[Location identification items]

# # # #

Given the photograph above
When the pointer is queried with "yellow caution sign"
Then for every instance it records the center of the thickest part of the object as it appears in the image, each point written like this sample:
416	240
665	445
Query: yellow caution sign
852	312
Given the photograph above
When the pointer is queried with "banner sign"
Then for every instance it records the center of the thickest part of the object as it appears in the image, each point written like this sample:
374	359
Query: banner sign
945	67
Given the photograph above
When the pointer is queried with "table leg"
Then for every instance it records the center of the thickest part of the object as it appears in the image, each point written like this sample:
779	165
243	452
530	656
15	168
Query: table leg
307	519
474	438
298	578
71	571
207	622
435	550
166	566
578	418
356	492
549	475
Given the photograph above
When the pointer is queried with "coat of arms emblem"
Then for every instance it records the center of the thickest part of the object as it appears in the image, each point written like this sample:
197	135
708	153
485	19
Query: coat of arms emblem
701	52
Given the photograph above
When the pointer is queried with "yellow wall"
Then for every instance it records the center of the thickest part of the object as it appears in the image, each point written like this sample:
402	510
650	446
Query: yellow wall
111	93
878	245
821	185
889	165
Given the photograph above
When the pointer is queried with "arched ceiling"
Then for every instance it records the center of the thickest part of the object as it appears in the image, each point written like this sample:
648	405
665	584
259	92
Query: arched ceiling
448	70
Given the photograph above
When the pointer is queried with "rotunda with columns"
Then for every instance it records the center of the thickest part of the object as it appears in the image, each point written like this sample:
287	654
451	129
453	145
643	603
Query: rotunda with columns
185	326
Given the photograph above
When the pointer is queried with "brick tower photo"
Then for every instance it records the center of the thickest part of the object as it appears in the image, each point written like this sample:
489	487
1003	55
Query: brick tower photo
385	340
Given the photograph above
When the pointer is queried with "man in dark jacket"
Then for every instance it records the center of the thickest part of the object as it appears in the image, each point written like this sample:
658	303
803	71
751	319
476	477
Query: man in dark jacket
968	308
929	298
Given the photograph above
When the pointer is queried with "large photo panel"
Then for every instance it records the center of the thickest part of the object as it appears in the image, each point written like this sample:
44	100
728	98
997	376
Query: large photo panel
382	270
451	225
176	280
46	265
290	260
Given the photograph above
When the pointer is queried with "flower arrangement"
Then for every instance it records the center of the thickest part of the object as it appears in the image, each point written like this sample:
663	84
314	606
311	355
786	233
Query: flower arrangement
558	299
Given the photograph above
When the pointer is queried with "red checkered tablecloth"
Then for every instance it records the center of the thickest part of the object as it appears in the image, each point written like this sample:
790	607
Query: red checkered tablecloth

# # # #

▶ _What is expected_:
Find every line above that contains the string "sign", treating uppercase and lowercase letters as distinct, and copy each such line.

▶ _The completed task_:
When the pointer is queried with "yellow caution sign"
Query: yellow caution sign
When the pointer is queried with "banner sign"
Query: banner sign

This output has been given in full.